━━━ VORLIEGENDER TEXT ━━━
In den letzten Jahren sind in vielen Bundesländern Modelle der Gymnasialen Oberstufe umgesetzt worden, die den ursprünglichen Ideen der Reform aus dem Jahre 1972 zuwiderlaufen. Wir sind zusammen mit anderen Bereichen der GEW in eine intensive Diskussion eingetreten. Ein weiterer Schwerpunkt bezeiht sich auf die bundesweite Einführung des Zentralabiturs.

Am 17. September 2011 fand in der Tellkampfschule in Hannover eine Tagung zum Thema "Gymnasiale Oberstufe" statt. Die Erarbeitung einer Bestandsaufnahme machte möglich, verloren gegangene politische und pädagogische Spielräume zu erkennen und über einen neuen Diskurs nachzudenken. „Alle am Diskussionsprozess Beteiligten waren der Meinung, dass die grundsätzlichen Ideen der Reform des Jahres 1972 – Gleichwertigkeit der Fächer, individuelle Wahlmöglichkeiten, Studien- und Berufsvorbereitung, Persönlichkeitsentwicklung – weiterhin Bestand haben sollen. Diese müssen um neuere Konzepte für den Unterricht mit jungen Erwachsenen unter Beachtung der Einschränkungen, die sich aus der kürzeren Schulzeit bis zum Abitur, der größer werdenden Heterogenität der SchülerInnengruppen und den Zwängen des Zentralabiturs ergeben, ergänzt werden“ stellte Stephan Mertens fest. In der Schlussrunde wurde diese Feststellung noch zugespitzt und die Wiedereinführung der fünf- bzw. sechsstündigen Leistungskurse sowie des Abiturs im 13. Jahrgang gefordert. „Die Verdichtung und Verschulung von Bildungsprozessen, die wir sowohl in der gymnasialen Oberstufe als auch im Bachelor- und Masterstudium beobachten können, geht zu Lasten von Bildungsqualität und dem Genuss an der geistigen Auseinandersetzung. Das ist eine Fehlentwicklung“, formulierte Ingrid Paulsen.
━━━
AUFGABENLISTE:
A. Welche grundsätzlichen Ideen der Reform von 1972 nennt der Text zur gymnasialen Oberstufe? Führe alle auf.
B. Schreibe aus dem Text zur gymnasialen Oberstufe den Abschnitt wortgetreu ab: Fang bei den Worten an, die „In den letzten“ enthalten, und hör nach „Einführung des Zentralabiturs.“ auf.
━━━ DATENAUSZUG ━━━
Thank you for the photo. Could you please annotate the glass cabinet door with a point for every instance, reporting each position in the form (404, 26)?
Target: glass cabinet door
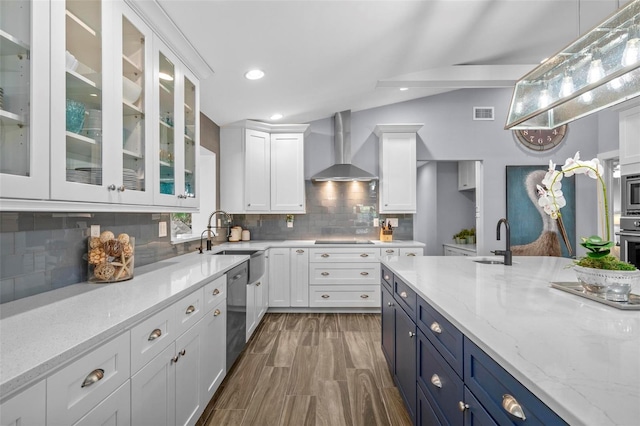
(24, 98)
━━━
SCHRIFTLICHE ANTWORTEN:
A.
- Gleichwertigkeit der Fächer
- individuelle Wahlmöglichkeiten
- Studien- und Berufsvorbereitung
- Persönlichkeitsentwicklung

B.
In den letzten Jahren sind in vielen Bundesländern Modelle der Gymnasialen Oberstufe umgesetzt worden, die den ursprünglichen Ideen der Reform aus dem Jahre 1972 zuwiderlaufen. Wir sind zusammen mit anderen Bereichen der GEW in eine intensive Diskussion eingetreten. Ein weiterer Schwerpunkt bezeiht sich auf die bundesweite Einführung des Zentralabiturs.